Input for this task:
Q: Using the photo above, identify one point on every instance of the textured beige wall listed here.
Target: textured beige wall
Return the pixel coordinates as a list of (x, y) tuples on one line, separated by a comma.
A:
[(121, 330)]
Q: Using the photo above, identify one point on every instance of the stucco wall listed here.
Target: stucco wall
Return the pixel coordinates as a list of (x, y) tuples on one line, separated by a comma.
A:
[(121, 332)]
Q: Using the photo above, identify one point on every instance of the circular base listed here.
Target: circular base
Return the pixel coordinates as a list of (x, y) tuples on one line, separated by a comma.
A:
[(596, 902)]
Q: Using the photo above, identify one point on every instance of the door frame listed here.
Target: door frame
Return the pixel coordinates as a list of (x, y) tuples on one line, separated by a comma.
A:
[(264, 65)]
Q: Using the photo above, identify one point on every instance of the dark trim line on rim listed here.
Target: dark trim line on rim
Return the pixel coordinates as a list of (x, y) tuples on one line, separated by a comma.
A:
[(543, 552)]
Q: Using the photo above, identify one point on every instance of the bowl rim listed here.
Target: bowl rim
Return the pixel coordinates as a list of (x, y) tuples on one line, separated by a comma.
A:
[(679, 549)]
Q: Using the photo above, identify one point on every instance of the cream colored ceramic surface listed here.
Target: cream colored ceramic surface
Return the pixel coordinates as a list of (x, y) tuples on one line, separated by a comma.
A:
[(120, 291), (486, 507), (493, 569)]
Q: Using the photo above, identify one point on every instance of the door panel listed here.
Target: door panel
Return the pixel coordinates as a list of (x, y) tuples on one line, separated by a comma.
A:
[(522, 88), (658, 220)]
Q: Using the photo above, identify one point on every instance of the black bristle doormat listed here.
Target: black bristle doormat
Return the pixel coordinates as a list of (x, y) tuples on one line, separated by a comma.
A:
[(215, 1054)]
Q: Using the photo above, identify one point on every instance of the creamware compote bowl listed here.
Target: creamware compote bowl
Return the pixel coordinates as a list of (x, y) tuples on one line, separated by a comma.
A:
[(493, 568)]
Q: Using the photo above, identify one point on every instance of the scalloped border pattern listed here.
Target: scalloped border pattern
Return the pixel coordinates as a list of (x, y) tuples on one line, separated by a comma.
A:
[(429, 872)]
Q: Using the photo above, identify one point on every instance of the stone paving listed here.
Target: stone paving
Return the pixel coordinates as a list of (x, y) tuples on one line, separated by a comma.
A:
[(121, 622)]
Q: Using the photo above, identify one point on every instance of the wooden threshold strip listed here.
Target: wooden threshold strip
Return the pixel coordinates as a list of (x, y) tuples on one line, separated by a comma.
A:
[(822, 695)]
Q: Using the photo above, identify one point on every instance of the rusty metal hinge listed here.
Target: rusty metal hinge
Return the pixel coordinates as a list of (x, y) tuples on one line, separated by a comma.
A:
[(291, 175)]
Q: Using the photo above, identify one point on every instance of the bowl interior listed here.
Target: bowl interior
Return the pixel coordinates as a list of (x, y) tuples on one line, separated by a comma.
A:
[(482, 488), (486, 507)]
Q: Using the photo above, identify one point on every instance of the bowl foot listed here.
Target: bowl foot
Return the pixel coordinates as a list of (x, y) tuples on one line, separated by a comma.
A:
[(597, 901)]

About this task:
All entries are to be retyped with no difference from the original.

Answer for the task:
Q: Using the photo above, identify one point on every instance of the textured beige wall listed here.
Target: textured beige wall
Return the pixel coordinates as a list of (x, y) tuples on one line, separated by a comma.
A:
[(121, 330)]
Q: Using the photo above, identify one point on every instance of the stucco wall listed here.
Target: stucco wall
Return the pixel coordinates as a list of (x, y) tuples on one line, separated by a comma.
A:
[(121, 332)]
Q: Using the photo above, identify one point on every instance of the circular base listed here.
Target: circular base
Return the pixel coordinates as a list of (x, y) tuples on one line, separated by a comma.
A:
[(596, 902)]
Q: Using the photo above, identify one point on every instance of the door frame listed here.
Target: door frame
Return the pixel coordinates as a list of (x, y) tuples on one line, separated by a comma.
A:
[(264, 65)]
Q: Using the photo above, identify one point on every instance of the dark trim line on rim listed here.
Target: dark trim line on rim
Return the pixel coordinates as a list of (x, y) tuples on one line, separated by a comma.
A:
[(543, 552)]
Q: Using the photo above, identify one point on every instance of the bowl rim listed here.
Target: bowl rim
Return the pixel coordinates as a list of (x, y) tuples on one line, separated by a comma.
A:
[(679, 549)]
Q: Using the photo above, identify one point on every instance of the cream colored ceramic surface listed here.
Target: cream colored ceramic surface
Return the pixel coordinates as a list of (x, y) tuples on one line, separated by a comma.
A:
[(120, 291), (486, 507), (493, 569)]
Q: Using the photo above, identify one point on every instance of the door panel listed here.
Target: door panel
Return the pixel coordinates as a list of (x, y) tuples on one line, separated by a comma.
A:
[(522, 88), (658, 220)]
Q: Using the photo above, identify one point on every instance of the black bristle doormat listed here.
Target: black bristle doormat
Return the pixel coordinates as a list of (x, y) tuples on one line, separated by a comma.
A:
[(215, 1054)]
Q: Using the photo above, identify one point on every instance of the creamware compote bowl listed here.
Target: creamware compote bowl
Return the pixel coordinates as a list of (x, y) tuples on one line, separated by a comma.
A:
[(493, 568)]
Q: Using the photo above, identify one point on every instance of the scalloped border pattern listed here.
Target: scalloped border pattern
Return the pixel coordinates as a list of (x, y) tuples on one line, separated by a comma.
A:
[(429, 872)]
Q: Using the photo above, identify one point on every instance of the stone paving listed here.
Target: stone paving
Return the pixel coordinates as a list of (x, y) tuples on one line, separated by a comma.
A:
[(121, 622)]
Q: Using the photo above, identify one point on every instance of the wooden threshold strip listed here.
Target: wooden threshold strip
Return the pixel coordinates as a list of (x, y) tuples on one line, separated by a comma.
A:
[(822, 695)]
Q: Using the photo above, identify one point on every instance of the rusty metal hinge listed here.
Target: rusty metal hinge
Return the pixel coordinates as a list of (x, y) tuples on one line, separated by a comma.
A:
[(291, 175)]
Q: Using the photo above, identify one point on every instance of the bowl interior listed here.
Target: bowl interior
Return the pixel coordinates as a list of (x, y) tuples on one line, separated by a comma.
A:
[(482, 488), (486, 507)]
Q: Using the photo above, identify one point on every instance of the bowl foot listed here.
Target: bowl foot
Return the pixel coordinates as a list of (x, y) tuples on one line, separated by a comma.
A:
[(597, 901)]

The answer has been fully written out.